# Your objective:
Skipping each picture, output the entries exactly as they stand below.

# Extracted information:
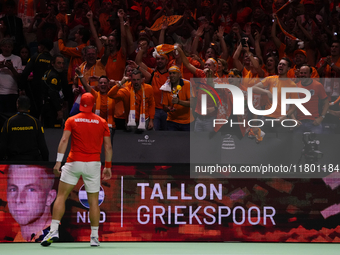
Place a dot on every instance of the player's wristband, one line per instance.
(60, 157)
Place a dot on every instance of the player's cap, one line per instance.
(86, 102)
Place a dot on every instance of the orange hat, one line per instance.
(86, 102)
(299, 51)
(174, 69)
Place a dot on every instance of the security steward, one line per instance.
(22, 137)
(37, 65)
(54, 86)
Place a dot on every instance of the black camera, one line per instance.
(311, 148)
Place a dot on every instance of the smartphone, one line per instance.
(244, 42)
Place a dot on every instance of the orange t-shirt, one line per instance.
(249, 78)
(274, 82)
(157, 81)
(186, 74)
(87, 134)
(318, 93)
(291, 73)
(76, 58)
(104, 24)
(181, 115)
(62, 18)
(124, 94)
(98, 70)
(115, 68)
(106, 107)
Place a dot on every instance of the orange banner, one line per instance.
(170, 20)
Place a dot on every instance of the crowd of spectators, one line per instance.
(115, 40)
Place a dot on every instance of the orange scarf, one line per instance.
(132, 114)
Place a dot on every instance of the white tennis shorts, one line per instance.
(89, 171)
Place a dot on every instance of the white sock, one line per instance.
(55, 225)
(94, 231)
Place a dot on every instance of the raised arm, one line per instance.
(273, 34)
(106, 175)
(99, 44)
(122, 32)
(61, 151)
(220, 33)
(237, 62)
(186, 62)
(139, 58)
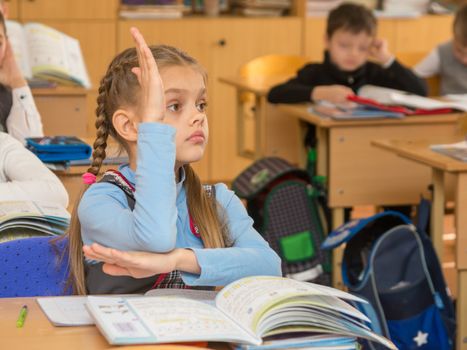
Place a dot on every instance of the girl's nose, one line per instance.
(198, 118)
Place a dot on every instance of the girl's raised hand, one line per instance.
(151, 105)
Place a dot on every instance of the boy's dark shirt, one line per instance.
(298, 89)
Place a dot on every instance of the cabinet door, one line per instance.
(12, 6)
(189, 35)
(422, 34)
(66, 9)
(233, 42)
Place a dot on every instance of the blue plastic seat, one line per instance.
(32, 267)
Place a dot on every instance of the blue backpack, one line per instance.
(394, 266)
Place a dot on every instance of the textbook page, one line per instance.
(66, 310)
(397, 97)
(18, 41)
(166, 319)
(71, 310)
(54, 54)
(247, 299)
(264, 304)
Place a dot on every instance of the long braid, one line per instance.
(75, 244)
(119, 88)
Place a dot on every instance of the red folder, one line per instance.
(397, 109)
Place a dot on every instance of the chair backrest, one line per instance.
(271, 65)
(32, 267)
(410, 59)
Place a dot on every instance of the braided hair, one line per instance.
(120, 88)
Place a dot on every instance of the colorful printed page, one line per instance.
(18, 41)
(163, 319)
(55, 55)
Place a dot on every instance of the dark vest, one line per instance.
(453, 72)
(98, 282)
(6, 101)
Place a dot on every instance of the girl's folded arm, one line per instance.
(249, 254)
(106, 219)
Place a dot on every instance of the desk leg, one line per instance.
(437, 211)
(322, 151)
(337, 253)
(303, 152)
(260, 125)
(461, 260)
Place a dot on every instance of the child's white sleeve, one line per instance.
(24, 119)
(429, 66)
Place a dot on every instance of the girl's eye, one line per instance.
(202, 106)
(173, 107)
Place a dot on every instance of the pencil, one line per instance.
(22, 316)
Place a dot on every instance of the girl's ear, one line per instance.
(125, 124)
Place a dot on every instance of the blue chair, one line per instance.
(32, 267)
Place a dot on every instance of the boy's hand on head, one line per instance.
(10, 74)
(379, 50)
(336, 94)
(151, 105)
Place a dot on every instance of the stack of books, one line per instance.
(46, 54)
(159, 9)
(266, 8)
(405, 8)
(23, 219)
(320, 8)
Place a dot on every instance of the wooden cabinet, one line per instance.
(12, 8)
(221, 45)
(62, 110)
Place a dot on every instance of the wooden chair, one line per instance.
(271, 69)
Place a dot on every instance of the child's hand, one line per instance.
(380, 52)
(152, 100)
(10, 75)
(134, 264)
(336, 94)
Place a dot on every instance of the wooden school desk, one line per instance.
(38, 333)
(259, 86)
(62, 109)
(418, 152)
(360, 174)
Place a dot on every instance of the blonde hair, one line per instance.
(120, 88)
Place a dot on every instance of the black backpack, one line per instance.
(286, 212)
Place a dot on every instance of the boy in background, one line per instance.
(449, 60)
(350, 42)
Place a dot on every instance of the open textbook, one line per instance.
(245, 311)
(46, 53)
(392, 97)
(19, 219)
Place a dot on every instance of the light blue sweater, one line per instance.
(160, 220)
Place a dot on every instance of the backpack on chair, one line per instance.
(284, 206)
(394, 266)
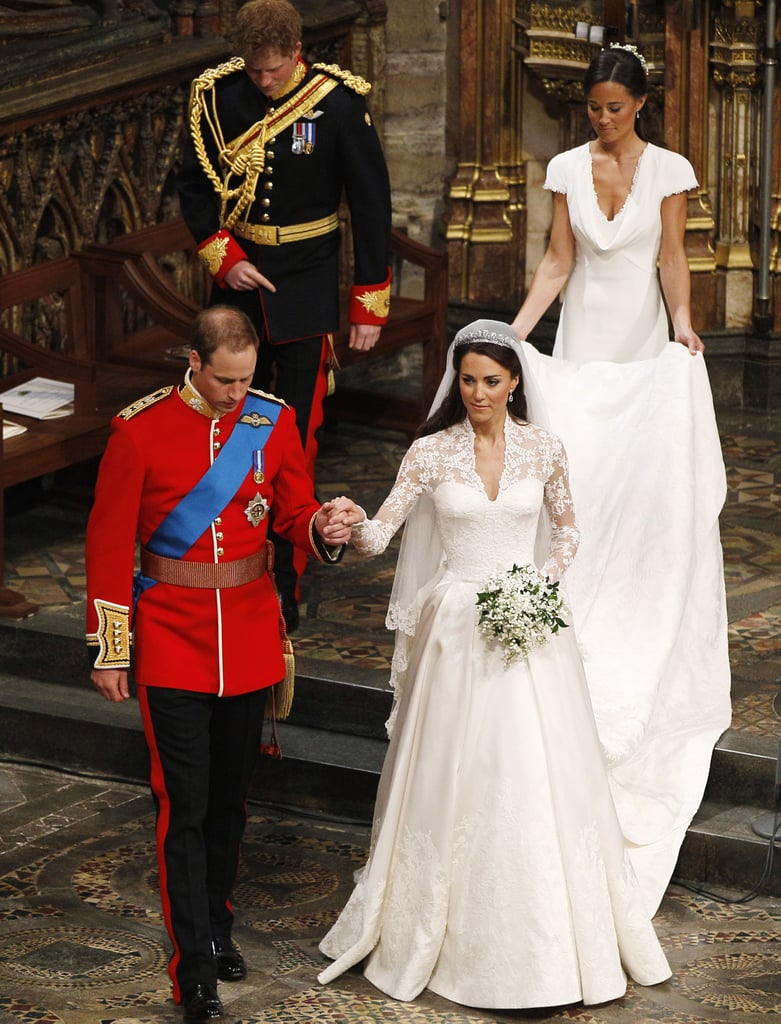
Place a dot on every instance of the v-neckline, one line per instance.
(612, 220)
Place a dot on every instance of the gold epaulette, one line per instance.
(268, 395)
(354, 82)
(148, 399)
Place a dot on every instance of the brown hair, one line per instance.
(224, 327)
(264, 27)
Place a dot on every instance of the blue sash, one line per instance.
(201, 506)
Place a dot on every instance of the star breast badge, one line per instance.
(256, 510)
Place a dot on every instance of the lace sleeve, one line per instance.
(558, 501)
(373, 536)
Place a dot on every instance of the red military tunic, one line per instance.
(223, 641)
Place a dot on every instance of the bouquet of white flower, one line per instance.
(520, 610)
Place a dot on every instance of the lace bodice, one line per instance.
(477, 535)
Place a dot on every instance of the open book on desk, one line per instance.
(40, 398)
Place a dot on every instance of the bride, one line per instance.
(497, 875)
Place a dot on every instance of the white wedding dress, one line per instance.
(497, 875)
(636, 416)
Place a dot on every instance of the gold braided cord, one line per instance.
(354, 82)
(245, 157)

# Written response:
Place a dot on every instance of the player's wristband, one line per instance.
(60, 157)
Place a dot on every instance of the player's cap, one line per instance.
(86, 102)
Place a dot on every instance of the orange hat, one line per instance.
(86, 102)
(299, 51)
(174, 69)
Place a dot on every instance of the security steward, one line per instance.
(22, 137)
(37, 65)
(54, 86)
Place a dot on every instance of the black camera, one line per instance.
(311, 148)
Place a dot on every instance of the smartphone, one line per instance.
(244, 42)
Place a dot on every instance of the orange t-shirt, one line per instance.
(249, 78)
(274, 82)
(157, 81)
(186, 74)
(87, 134)
(318, 93)
(291, 73)
(76, 58)
(104, 24)
(181, 115)
(62, 18)
(124, 94)
(98, 70)
(115, 68)
(106, 107)
Place a dot on every instance of the orange banner, one line per instance.
(170, 20)
Place a dot on every instance of the crowd of spectators, one line per instance.
(115, 40)
Place a dot on every instance of the orange scarf, one line per instance.
(132, 114)
Place a dot on every instance of the white tennis shorts, one line per instance.
(89, 171)
Place a dot on every instance of the white sock, one line per instance.
(55, 225)
(94, 231)
Place a dot on every instance of the raised arm, one line per instance.
(273, 34)
(106, 175)
(99, 44)
(122, 32)
(61, 151)
(220, 33)
(237, 62)
(186, 62)
(139, 58)
Place a dot on every instance of the girl's nose, one line per instance.
(198, 118)
Place a dot on every instance of the girl's raised hand, one line per instance.
(151, 105)
Place a dot on every instance of the boy's dark shirt, one line per instance.
(298, 89)
Place a dot on every instance of the cabinet door, one line per instance.
(12, 6)
(189, 35)
(422, 34)
(66, 9)
(233, 42)
Place a dot on every instance of the blue plastic seat, one line per instance.
(32, 267)
Place a dot on every instance of the blue backpack, one line per instance.
(394, 266)
Place a dot on every instance of the textbook page, one line per instance.
(66, 310)
(397, 97)
(18, 41)
(166, 319)
(71, 310)
(54, 54)
(247, 299)
(264, 304)
Place a dot on every instance of the long braid, one line per instance.
(75, 244)
(119, 88)
Place a dot on every instance of the red folder, one line per instance.
(397, 109)
Place a dot on every instance of the chair backrest, one line per instance.
(271, 65)
(32, 267)
(410, 59)
Place a dot on every instance of the braided hair, one line per instance.
(120, 88)
Place a dot on every instance of the colorful printed page, one line per instance.
(18, 41)
(163, 319)
(55, 55)
Place a dot on every instance of the dark vest, one line per instance.
(453, 72)
(98, 282)
(6, 101)
Place a dot on every instance of the girl's folded arm, one line per instance.
(249, 254)
(106, 219)
Place a dot on every instance of the desk leg, one line per instance.
(437, 211)
(322, 151)
(337, 253)
(303, 152)
(260, 125)
(461, 260)
Place a dot on every instance of the child's white sleeve, one line per instance.
(24, 119)
(429, 66)
Place a dot on every instance of the girl's eye, one line per instance.
(202, 106)
(173, 107)
Place a dot on every instance of the pencil, one line per instance.
(22, 316)
Place a dot on every instance of the girl's ear, one line per instance.
(125, 124)
Place a dot on every instance of the blue chair, one line per instance.
(32, 267)
Place a dot on every instance of the boy's hand on head, one line per instance.
(10, 74)
(379, 50)
(336, 94)
(151, 105)
Place a dot on every instance of the stack of books, one line per instance.
(46, 54)
(159, 9)
(266, 8)
(405, 8)
(23, 219)
(320, 8)
Place a dot on every instance of the wooden cabinet, one line per instance.
(12, 8)
(221, 45)
(62, 110)
Place a dot on every instance of the wooden chair, one line per instance.
(271, 69)
Place a dot on every instance of the child's hand, one line per instance.
(380, 52)
(152, 100)
(10, 75)
(134, 264)
(336, 94)
Place a dot on every instance of the wooden school desk, one line per instance.
(38, 333)
(259, 86)
(62, 109)
(418, 152)
(360, 174)
Place a dot on every instance of the blonde hair, one line per instance.
(120, 88)
Place a dot on every instance of the black backpack, one line per instance.
(286, 212)
Place a dot on every instance of the boy in background, one line per instance.
(449, 60)
(350, 42)
Place a dot on every instance of the open textbook, one line per instance.
(245, 311)
(46, 53)
(392, 97)
(19, 219)
Place a dot on every instance of the light blue sweater, one line per instance.
(160, 220)
Place a dot on every instance of the backpack on chair, one line per instance.
(284, 206)
(394, 266)
Place a dot on every instance of the v-neckline, one line per instance.
(612, 220)
Place a dot on every instance of the gold epaulette, one line per instance.
(268, 395)
(354, 82)
(148, 399)
Place a dot on every instance of the brown hair, one line per instance.
(224, 327)
(264, 27)
Place a dot on every instance of the blue sash, one line per instance.
(201, 506)
Place a dot on every instance of the star breast badge, one line per instance.
(256, 510)
Place a dot on every instance of the lace sleeve, one line per instance.
(558, 501)
(373, 536)
Place a dot on every instance of the red military tunic, one line per instance.
(223, 641)
Place a dot on every instance of the bouquet of white flower, one line per instance.
(520, 610)
Place a dot on every instance of the lace bodice, one line per instance.
(477, 535)
Place a dot on every instance of the open book on desk, one line per instance.
(40, 398)
Place a dot on every instance of the bride, one line per instance.
(497, 875)
Place a dot on every instance of the white wedding dress, one line per instance.
(497, 875)
(636, 416)
Place a dot on every instance of the gold braided cord, one line per instance.
(354, 82)
(245, 157)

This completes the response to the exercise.